::: SOURCE DATA
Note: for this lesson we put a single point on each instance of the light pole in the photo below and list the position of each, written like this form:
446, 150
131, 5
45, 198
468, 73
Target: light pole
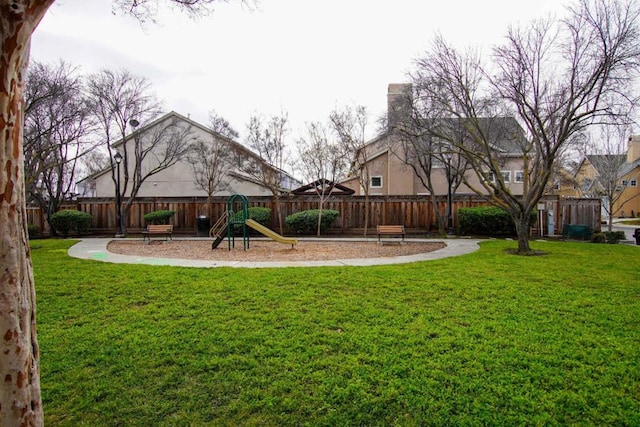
118, 158
449, 157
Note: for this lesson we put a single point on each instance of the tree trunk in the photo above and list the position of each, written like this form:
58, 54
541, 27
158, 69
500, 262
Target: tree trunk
20, 401
523, 224
366, 212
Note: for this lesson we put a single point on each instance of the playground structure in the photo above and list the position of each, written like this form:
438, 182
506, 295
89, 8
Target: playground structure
239, 217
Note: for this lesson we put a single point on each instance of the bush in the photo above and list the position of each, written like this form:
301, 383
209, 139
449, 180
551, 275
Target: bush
68, 221
487, 220
159, 217
614, 237
306, 222
34, 231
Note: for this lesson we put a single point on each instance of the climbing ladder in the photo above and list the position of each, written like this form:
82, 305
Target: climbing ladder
218, 231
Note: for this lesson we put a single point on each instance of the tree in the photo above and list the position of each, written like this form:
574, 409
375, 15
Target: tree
426, 154
120, 99
322, 162
56, 122
607, 155
212, 160
267, 138
557, 77
350, 124
20, 401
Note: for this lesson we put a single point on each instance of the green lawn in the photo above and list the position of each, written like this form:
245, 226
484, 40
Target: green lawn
483, 339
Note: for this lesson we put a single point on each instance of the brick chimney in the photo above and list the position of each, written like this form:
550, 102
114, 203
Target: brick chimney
399, 100
633, 149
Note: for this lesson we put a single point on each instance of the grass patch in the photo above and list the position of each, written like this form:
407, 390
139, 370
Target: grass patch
482, 339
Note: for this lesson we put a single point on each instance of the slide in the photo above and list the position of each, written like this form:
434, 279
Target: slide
270, 233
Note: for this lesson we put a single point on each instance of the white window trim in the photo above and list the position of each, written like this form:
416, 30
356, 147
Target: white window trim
515, 177
491, 176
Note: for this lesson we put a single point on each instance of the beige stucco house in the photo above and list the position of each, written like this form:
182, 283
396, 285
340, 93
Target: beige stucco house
594, 169
178, 180
389, 174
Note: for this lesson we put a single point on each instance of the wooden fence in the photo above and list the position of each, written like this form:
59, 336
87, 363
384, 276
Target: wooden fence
416, 213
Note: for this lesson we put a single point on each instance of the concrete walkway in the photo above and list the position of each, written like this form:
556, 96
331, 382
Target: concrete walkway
96, 249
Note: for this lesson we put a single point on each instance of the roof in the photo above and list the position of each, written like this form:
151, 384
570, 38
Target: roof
175, 115
325, 185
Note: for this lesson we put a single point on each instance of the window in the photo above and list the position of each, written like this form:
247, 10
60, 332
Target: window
491, 177
376, 182
519, 177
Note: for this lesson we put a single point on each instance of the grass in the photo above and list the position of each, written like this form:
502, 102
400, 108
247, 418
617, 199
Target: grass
483, 339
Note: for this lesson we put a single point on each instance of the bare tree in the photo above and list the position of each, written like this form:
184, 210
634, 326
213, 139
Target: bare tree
120, 99
267, 137
56, 124
428, 154
607, 156
556, 77
213, 159
20, 401
322, 162
350, 124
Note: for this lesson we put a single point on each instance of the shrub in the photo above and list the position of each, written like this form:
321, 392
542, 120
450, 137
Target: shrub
614, 237
34, 231
65, 222
306, 222
159, 217
487, 220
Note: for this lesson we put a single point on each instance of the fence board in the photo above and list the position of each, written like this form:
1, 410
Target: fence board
414, 212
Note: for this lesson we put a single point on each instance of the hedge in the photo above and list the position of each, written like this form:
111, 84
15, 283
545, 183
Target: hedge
487, 220
68, 221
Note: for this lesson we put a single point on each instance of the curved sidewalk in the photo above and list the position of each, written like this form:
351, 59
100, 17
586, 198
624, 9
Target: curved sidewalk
96, 249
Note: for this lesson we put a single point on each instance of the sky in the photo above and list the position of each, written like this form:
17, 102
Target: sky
303, 57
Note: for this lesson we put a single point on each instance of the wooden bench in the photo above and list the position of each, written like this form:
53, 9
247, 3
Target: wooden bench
158, 229
392, 230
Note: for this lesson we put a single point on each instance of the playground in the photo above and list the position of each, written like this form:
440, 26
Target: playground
270, 251
237, 237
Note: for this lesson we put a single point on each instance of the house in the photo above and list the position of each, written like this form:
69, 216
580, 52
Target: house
387, 165
613, 176
178, 180
561, 183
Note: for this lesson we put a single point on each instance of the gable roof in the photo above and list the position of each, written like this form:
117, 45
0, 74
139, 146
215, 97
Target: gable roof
174, 115
325, 185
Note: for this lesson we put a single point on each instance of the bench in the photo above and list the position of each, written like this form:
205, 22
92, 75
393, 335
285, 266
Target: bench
393, 230
157, 229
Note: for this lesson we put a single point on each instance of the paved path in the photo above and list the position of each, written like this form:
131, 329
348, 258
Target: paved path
96, 249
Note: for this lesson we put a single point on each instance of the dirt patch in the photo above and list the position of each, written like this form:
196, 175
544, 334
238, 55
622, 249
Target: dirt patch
268, 251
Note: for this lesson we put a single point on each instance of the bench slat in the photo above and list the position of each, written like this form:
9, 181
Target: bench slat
166, 229
390, 229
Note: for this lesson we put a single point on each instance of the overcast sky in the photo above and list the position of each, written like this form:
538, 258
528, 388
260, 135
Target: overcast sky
305, 57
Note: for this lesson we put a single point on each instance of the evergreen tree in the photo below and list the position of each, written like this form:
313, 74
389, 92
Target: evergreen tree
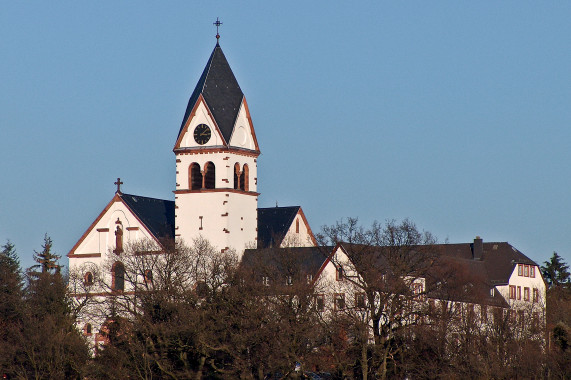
11, 307
49, 345
11, 283
46, 260
556, 271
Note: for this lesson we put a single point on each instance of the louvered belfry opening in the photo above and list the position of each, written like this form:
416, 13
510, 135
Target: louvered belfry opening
236, 176
244, 178
209, 176
195, 176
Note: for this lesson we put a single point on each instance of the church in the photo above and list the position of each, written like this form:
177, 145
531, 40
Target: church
215, 198
215, 195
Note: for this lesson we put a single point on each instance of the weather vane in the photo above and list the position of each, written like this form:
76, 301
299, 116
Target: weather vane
217, 23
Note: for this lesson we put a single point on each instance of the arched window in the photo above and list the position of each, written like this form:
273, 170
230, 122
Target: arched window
88, 278
118, 276
244, 178
118, 239
237, 175
209, 176
148, 276
194, 177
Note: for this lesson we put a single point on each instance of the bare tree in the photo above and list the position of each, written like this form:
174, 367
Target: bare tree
384, 279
::::::
> [ACTIVITY] For this exercise, transcribe the entries verbatim and skip all pictures.

> [TASK OUTPUT]
Note: for this lesson we put a single point on each instance of the light pole in the photo below and list the position of each, written like this form:
446, 150
131, 5
45, 198
468, 73
Target: light pole
118, 158
449, 157
Note: for this lesson we put a single point on each instance of the tree trunk in the photo above and list the position of each, written like this form:
58, 54
541, 27
158, 69
500, 262
Target: tree trunk
20, 401
523, 224
366, 212
Note: for this lesson we put a single point on each instance of the playground structure in the photo above and list the position of each, written like this form:
438, 182
506, 295
89, 8
Target: playground structure
239, 217
Note: for this lesson we put a single point on each instance of the bush in the photo above and list the position of each, written like this form:
301, 383
209, 139
449, 180
551, 275
Target: bush
68, 221
487, 220
159, 217
614, 237
306, 222
34, 231
Note: for this lesson we put a single point on each instance of the climbing ladder in the photo above and list the position of each, written like this form:
82, 305
Target: climbing ladder
218, 231
Note: for this lesson we put a single point on each instance of the tree in the photo above and list the position of each, written like this form:
574, 409
375, 15
Target: tree
426, 154
120, 99
322, 162
56, 122
607, 155
212, 160
267, 138
557, 77
350, 124
20, 401
Note: for this lesson we put a single point on each instance of the green lawn in the photo above and list the position of each, written like this form:
245, 226
484, 40
Target: green lawn
483, 339
Note: for this lesson we put a single point on each instance of the brick chimney in the photo above and list the position of each, written like this form:
550, 102
114, 203
Target: brick chimney
399, 100
633, 149
Note: for this lesson we put a single point on each instance of the grass patch in the photo above and list the position of each, written like this form:
407, 390
139, 370
Target: grass patch
482, 339
Note: for this lesson we put a single point on each instance of the slide in the photo above and list the position of each, written like this form:
434, 279
Target: slide
270, 233
Note: for this lesson we put a single point on each instance of the white window trim in the photo above and list the position of each, written like this form:
416, 30
356, 147
Target: white window trim
515, 177
491, 176
Note: for this lesson we put a single point on each instance of the beige stucco house in the photo above and list the position of each, written like this form:
182, 283
396, 285
340, 93
Target: beige stucco house
594, 169
178, 180
389, 174
Note: for this lesson we put a single point on each instance of the wooden fence in the photo above and list the position of each, written like this form:
59, 336
87, 363
384, 276
Target: wooden fence
416, 213
Note: for this lesson we put a single point on each instance of the concrete walkway in the photo above and list the position of each, written like this form:
556, 96
331, 382
Target: concrete walkway
96, 249
Note: for this lesson we put a single point on each instance of the roof in the photo above and list the position of each, written like this form:
151, 384
570, 38
Target: roof
175, 115
325, 185
Note: for this lesson we put a single point on each instance of the window in the photo above and list the position of each, written like this form:
247, 10
60, 332
Target: window
491, 177
376, 182
519, 177
Note: for this lesson we put a single point on each instance of the grass in the photo above and list the position of each, written like this form:
502, 102
400, 108
247, 418
617, 199
Target: grass
483, 339
Note: for this lesson we put a single point on each instance of the bare tree in the photo above and list the position of each, written like this form:
184, 210
634, 326
213, 139
Target: bare tree
120, 99
267, 137
56, 124
428, 154
607, 156
556, 77
213, 159
20, 401
322, 162
350, 124
Note: for this lesson we put a single point on each instance of the shrub in the photo above and list the position of each, written like this form:
321, 392
542, 120
450, 137
Target: shrub
614, 237
34, 231
65, 222
306, 222
159, 217
487, 220
Note: for this lesson we put a single point on each instance of the fence board in the photo above and list the position of each, written like this form:
1, 410
Target: fence board
414, 212
Note: for this lesson we put a single point on each instance of the hedge in the photo above and list the position of each, written like this form:
111, 84
15, 283
545, 183
Target: hedge
487, 220
68, 221
Note: for this lesson we put a single point on each instance of the curved sidewalk in the photo above and list the position of each, written like this form:
351, 59
100, 17
586, 198
624, 9
Target: curved sidewalk
96, 249
Note: for this lesson we put a single point on each instance of the sky in the photo above and list the position of each, written like this form:
17, 102
Target: sky
303, 57
Note: for this lesson we put a single point on each instance of the wooden bench in the photo above and list the position of each, written like this form:
53, 9
247, 3
Target: wooden bench
158, 229
392, 230
Note: for this lesson we put a single point on each instance of the playground in the photo above and list the position of each, written like this form:
440, 26
Target: playground
270, 251
237, 237
Note: for this lesson we put a single point on each instance of the house in the photo above and list the position of each, written like this form:
69, 216
580, 52
Target: house
387, 165
613, 176
178, 180
561, 183
Note: for this lesson we put a single point on each instance of the gable roof in the photo above and list the position of each, written like this form:
117, 45
0, 74
139, 146
215, 97
Target: gable roof
174, 115
325, 185
Note: for this lesson we put a single point on each instance of the bench in the photo above and list the position of each, written like this form:
205, 22
92, 75
393, 335
285, 266
Target: bench
393, 230
157, 229
Note: for this lesson we put a single point on each instance of the paved path in the photo above and list the position of each, written like this form:
131, 329
348, 258
Target: paved path
96, 249
Note: for this lesson we put a single point on each instance of the dirt patch in the photo above and list the position of each, written like this form:
196, 175
544, 334
238, 55
622, 249
Target: dirt patch
268, 251
Note: for this lesson we put a single point on each instance of the bench slat in the photo above and list the position of each, written like this form:
9, 181
Target: bench slat
166, 229
390, 229
Note: for this lesson we put a single point on each instance of the overcast sky in the photo above and list the position of each, written like this form:
538, 258
528, 388
260, 135
Target: overcast sky
305, 57
Note: for this lesson we put a single point on each instance of the evergreen tree in the photo below and list the position of each, written like this form:
313, 74
389, 92
Target: evergreen tree
11, 307
49, 345
11, 283
46, 260
556, 271
Note: for this lesson we put a single point on each instance of the louvered belfry opening in the photo above and list the position of each, written like this form:
416, 13
510, 135
Target: louvered belfry opening
236, 176
244, 178
209, 176
195, 176
Note: for this lesson we put a single point on each instance of the church in the photo above and list the position of each, written like this form:
177, 145
531, 40
Target: church
215, 198
215, 195
Note: for this lesson we put a single point on each instance of the weather vane in the photo above and list the position of each, written like this form:
76, 301
299, 116
Target: weather vane
217, 23
Note: for this lesson we put a single point on each instance of the arched window in the photo above and list the position of each, written like this form:
273, 170
230, 122
Target: arched window
88, 278
118, 276
244, 178
118, 239
237, 175
209, 176
148, 276
194, 177
Note: for this lesson we put a single point on each instance of the bare tree in the photo above and list the position of each, written like this form:
174, 367
Target: bare tree
384, 279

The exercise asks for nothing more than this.